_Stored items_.
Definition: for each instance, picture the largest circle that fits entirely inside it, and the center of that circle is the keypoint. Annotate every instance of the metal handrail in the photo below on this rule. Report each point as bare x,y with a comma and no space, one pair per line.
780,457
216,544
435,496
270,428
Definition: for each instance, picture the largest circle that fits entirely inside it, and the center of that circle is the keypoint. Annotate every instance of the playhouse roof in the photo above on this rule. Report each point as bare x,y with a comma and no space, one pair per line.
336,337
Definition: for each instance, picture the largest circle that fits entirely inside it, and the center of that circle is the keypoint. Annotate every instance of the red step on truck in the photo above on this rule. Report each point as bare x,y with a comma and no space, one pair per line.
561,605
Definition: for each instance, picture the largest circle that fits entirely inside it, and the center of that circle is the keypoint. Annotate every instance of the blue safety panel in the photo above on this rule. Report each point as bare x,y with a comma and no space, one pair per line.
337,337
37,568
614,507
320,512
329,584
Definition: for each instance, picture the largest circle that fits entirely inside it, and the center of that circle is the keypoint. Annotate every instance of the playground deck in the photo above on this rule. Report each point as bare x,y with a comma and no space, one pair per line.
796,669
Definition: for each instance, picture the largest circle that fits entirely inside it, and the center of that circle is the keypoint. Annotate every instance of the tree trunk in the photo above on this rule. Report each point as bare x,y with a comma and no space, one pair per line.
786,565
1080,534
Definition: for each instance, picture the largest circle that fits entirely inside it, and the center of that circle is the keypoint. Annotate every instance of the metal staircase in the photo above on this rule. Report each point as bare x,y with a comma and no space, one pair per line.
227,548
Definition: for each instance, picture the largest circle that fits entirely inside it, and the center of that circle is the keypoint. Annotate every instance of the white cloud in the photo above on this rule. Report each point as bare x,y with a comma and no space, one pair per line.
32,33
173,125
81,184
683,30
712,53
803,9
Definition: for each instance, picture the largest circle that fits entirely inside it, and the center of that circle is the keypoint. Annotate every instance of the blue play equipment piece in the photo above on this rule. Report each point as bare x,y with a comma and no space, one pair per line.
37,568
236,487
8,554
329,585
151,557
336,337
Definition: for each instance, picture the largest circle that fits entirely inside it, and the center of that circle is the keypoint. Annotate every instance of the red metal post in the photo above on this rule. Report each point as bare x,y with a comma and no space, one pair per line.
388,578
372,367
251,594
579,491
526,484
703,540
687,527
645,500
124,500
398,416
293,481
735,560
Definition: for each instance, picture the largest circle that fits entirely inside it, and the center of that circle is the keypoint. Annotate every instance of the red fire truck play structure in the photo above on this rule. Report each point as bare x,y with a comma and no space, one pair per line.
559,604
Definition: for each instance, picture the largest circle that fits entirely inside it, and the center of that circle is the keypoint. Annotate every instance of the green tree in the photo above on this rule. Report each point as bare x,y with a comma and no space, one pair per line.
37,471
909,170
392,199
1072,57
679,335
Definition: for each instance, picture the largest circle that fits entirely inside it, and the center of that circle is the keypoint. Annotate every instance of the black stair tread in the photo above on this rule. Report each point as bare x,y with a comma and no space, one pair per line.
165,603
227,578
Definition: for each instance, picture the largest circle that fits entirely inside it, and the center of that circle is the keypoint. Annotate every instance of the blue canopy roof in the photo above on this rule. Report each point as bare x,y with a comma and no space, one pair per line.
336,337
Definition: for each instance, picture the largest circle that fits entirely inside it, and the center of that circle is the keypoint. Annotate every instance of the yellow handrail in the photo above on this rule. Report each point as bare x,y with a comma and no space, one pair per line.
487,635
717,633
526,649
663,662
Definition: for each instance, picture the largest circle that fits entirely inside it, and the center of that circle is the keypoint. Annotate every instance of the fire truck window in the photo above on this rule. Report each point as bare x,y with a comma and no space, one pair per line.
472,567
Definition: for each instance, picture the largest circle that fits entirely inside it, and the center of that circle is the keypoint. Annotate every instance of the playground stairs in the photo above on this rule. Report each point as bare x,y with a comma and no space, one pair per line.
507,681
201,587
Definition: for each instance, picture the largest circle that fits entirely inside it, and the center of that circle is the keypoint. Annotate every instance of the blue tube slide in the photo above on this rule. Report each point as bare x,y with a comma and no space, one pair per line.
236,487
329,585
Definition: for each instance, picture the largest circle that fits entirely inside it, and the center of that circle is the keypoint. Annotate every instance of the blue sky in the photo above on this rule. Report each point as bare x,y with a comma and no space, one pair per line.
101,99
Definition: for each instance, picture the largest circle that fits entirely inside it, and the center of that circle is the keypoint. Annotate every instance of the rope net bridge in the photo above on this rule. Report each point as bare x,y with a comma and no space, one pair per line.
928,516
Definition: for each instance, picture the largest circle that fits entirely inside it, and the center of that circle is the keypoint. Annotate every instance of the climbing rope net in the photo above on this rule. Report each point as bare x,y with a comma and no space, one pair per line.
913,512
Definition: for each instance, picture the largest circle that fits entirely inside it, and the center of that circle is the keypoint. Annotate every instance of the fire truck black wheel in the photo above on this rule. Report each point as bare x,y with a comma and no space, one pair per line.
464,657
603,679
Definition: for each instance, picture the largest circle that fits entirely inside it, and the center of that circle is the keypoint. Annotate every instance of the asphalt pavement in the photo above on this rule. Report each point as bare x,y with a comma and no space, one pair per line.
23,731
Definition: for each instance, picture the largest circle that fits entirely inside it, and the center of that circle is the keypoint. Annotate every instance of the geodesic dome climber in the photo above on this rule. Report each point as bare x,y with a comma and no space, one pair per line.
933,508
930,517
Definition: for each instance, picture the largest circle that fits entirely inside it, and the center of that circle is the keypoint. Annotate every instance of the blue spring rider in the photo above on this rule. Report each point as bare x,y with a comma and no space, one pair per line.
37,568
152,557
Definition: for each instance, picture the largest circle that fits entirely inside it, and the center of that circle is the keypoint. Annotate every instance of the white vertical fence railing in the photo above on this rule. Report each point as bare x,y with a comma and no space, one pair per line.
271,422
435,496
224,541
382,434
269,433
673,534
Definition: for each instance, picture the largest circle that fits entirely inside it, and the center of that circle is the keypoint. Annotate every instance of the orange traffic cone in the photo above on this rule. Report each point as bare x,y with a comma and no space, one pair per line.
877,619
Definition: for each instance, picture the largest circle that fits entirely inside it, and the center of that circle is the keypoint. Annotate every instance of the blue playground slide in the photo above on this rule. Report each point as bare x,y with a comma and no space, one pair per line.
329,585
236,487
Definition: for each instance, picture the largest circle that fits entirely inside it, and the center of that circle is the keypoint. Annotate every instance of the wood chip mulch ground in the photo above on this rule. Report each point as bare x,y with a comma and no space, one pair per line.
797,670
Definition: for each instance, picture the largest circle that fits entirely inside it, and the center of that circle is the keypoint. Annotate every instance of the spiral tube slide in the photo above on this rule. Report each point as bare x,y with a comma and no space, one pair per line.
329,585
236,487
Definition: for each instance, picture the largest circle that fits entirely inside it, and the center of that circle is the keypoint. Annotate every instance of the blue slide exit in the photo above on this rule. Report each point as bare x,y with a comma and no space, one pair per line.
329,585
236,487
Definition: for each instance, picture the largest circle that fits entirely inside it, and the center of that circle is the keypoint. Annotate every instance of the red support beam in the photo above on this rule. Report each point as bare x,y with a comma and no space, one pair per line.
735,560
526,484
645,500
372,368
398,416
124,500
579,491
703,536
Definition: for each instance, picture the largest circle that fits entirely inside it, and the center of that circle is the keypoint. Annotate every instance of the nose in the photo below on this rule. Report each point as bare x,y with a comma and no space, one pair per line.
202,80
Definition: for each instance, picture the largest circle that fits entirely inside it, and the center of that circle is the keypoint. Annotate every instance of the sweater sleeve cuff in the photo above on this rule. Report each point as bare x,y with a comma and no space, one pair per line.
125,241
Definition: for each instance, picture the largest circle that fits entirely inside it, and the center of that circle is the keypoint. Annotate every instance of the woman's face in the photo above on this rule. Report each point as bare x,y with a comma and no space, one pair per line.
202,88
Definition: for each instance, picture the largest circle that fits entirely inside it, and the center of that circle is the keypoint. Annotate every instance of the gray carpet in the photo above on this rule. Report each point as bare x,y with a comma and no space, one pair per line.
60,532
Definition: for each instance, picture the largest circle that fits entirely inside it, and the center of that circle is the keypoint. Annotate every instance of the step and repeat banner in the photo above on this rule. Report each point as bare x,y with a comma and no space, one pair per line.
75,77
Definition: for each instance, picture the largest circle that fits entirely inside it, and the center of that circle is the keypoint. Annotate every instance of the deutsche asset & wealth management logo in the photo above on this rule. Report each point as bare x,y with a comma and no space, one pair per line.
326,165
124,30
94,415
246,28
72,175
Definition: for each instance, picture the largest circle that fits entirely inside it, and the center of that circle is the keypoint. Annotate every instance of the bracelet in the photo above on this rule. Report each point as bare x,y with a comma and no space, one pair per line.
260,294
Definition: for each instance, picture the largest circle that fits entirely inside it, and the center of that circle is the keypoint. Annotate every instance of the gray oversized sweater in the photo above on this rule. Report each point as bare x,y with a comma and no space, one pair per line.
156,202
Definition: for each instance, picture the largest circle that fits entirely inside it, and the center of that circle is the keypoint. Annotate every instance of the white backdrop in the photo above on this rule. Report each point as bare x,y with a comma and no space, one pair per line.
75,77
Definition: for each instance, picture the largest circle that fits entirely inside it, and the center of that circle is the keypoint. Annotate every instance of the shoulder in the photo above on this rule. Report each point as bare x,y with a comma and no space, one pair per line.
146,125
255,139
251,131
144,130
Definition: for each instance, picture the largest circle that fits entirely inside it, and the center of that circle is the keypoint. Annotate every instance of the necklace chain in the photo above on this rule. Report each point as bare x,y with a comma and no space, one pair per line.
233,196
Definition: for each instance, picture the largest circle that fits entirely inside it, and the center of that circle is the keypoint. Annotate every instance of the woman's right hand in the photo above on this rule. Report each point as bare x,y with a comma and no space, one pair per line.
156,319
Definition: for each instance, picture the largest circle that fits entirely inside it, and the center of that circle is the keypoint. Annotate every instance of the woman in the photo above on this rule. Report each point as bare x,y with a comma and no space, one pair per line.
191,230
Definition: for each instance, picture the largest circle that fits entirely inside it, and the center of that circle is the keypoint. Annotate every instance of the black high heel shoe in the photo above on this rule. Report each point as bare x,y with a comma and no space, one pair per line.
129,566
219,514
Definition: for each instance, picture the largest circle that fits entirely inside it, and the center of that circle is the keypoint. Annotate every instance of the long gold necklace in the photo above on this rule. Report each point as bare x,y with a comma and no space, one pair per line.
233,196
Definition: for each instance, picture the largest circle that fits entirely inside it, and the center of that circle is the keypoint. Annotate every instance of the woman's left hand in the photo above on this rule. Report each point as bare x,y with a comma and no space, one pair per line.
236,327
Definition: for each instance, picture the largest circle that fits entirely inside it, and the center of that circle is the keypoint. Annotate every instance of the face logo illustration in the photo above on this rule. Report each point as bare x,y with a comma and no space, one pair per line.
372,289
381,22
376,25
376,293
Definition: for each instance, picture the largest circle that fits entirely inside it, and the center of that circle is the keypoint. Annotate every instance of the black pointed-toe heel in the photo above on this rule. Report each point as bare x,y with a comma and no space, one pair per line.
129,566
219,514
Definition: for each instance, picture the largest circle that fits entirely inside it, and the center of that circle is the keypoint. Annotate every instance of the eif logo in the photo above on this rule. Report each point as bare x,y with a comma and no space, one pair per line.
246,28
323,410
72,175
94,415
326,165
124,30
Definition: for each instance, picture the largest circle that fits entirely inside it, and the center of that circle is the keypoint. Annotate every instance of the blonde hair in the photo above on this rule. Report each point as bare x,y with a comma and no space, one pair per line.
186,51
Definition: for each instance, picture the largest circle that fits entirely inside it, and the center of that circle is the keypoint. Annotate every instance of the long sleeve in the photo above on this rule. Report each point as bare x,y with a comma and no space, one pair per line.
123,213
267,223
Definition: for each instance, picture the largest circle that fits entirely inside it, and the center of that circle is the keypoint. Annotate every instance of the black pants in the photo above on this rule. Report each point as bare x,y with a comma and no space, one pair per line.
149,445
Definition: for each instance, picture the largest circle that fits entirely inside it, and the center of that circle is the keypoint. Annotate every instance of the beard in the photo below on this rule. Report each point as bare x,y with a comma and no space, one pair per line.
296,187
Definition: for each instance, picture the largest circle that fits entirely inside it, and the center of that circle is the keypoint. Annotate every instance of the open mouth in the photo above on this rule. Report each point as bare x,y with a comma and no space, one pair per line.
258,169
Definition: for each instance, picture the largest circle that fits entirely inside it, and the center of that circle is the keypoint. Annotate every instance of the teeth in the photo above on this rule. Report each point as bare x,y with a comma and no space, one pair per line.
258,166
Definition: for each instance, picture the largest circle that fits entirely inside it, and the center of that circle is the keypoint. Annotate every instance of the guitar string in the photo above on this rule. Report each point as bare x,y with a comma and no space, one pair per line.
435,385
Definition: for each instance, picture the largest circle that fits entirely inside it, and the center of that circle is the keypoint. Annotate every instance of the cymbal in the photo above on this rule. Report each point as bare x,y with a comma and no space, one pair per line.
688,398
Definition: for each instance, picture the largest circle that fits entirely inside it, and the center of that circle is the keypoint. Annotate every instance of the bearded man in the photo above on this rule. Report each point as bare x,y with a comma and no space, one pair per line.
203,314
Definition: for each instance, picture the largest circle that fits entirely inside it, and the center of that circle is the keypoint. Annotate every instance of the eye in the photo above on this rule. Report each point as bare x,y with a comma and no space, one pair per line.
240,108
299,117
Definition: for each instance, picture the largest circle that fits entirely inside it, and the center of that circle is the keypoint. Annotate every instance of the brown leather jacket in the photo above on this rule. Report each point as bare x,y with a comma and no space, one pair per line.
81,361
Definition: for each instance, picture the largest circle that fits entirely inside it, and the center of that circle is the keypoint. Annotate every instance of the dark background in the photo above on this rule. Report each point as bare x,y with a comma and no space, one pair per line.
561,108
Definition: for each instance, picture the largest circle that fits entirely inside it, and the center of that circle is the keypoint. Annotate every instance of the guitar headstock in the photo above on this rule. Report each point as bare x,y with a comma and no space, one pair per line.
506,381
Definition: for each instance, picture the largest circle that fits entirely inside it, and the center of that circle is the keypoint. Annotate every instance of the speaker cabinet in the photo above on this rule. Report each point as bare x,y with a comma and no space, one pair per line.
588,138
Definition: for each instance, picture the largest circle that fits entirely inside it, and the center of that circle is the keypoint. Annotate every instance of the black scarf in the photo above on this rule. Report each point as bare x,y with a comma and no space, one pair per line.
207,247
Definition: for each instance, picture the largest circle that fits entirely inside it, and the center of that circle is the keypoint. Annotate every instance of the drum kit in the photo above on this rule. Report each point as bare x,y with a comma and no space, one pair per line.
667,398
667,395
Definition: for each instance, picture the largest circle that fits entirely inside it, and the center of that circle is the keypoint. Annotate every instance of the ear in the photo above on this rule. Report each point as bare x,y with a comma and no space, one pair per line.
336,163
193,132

_PROBLEM DETAILS_. Write out exactly the lines starting with the one that holds "of the speaker" and running through the last line above.

_SOLUTION TO THE PROBLEM_.
Definition: for each instance, picture the largest circle that fits entirely inside it, and the center of that circle is the keypoint. Annotate every instance of the speaker cabinet in the photo above on this rule. Report each point as bare x,y with a comma and no space, one pair per line.
588,138
Definition: for each instance, picture the largest circle that fits entirely inside it, and the center of that circle is the keypoint. Annotate every instance of the black scarf in the photo above on this rule. Report each point as bare x,y with a comma and no space, one pair per line.
207,247
Definition: for each instance, picture the largest circle that fits entirely inside it, and the center of that circle is the keypoint. Annotate every instance of the drum kit in the photo above on this rule. Report each point as bare x,y with a comma and no space, one pair per line.
667,398
667,395
Definition: for each instance, picture the largest circle that fits entirely inside it, and the center of that circle is the keypoint. Annotate every instance of the ear in the photo above on this rule. Report each point as bare x,y with a comma and no space, one pair per line.
336,163
193,132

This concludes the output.